» **Aim**
Copy the material again, starting at the line that contains "target: worker bending over" and ending after the line that contains "M120 290L121 300L141", with "example output" replaced by "sample output" and everything else left unchanged.
·····
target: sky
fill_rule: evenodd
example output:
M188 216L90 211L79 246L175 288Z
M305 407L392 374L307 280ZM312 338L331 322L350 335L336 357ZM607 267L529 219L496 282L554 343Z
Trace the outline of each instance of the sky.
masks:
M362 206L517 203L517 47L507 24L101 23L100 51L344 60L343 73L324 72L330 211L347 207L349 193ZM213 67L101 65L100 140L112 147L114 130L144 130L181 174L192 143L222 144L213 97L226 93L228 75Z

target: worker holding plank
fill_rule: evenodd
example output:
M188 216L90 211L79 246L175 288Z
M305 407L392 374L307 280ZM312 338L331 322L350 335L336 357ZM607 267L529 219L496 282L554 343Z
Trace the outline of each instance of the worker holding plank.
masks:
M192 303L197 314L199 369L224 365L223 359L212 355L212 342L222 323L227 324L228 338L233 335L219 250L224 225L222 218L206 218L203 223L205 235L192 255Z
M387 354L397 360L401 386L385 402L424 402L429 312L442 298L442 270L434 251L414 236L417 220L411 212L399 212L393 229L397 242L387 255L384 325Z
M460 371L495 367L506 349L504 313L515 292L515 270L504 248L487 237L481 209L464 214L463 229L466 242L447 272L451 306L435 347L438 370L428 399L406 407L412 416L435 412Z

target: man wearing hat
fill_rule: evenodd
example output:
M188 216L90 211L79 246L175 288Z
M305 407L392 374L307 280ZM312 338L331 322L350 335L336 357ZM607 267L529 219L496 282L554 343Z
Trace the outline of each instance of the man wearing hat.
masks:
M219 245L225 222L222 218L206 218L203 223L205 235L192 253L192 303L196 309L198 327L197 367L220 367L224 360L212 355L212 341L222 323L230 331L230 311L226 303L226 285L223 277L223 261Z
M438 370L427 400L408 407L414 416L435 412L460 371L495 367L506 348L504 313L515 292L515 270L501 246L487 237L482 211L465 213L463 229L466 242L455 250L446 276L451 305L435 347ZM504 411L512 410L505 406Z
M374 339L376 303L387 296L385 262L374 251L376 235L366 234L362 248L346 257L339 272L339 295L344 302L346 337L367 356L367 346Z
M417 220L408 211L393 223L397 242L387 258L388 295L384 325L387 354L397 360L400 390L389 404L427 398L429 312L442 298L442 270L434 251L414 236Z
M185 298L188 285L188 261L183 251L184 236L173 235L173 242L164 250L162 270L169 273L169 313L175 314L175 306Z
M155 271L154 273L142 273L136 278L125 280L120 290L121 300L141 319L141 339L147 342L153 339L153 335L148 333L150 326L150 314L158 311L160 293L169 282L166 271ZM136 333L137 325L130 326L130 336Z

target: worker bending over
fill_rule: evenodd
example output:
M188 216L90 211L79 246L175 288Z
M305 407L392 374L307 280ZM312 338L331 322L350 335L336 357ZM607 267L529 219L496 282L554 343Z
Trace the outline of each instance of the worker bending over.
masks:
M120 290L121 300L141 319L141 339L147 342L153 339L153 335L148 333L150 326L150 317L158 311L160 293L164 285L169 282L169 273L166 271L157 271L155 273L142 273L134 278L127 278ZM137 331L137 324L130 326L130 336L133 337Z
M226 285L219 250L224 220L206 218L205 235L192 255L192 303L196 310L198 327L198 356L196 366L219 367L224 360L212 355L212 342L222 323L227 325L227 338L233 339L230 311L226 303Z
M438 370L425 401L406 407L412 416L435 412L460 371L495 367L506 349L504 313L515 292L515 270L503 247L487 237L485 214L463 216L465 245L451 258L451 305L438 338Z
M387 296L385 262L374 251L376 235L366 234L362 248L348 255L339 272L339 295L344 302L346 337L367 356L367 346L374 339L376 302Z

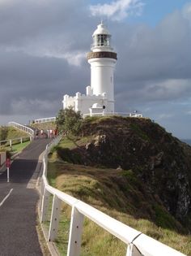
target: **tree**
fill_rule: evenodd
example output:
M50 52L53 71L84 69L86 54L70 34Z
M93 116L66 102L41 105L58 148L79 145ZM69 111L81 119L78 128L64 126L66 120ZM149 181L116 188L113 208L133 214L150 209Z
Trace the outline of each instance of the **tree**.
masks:
M56 124L59 131L78 135L82 125L82 115L79 111L74 111L72 107L60 110Z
·····
» **Answer to this task**
target: worker bending over
fill_rule: evenodd
sample output:
M188 216L90 211L79 246L175 288Z
M305 407L392 374L307 280ZM312 338L331 322L350 335L336 357ZM607 267L529 219L496 282L554 343Z
Trace the outline of each instance of the worker bending over.
masks:
M120 290L121 300L141 319L141 339L147 342L153 339L153 335L148 333L150 326L150 317L158 311L160 293L164 285L169 282L169 273L166 271L157 271L155 273L142 273L134 278L127 278ZM137 331L137 324L130 326L130 336L133 337Z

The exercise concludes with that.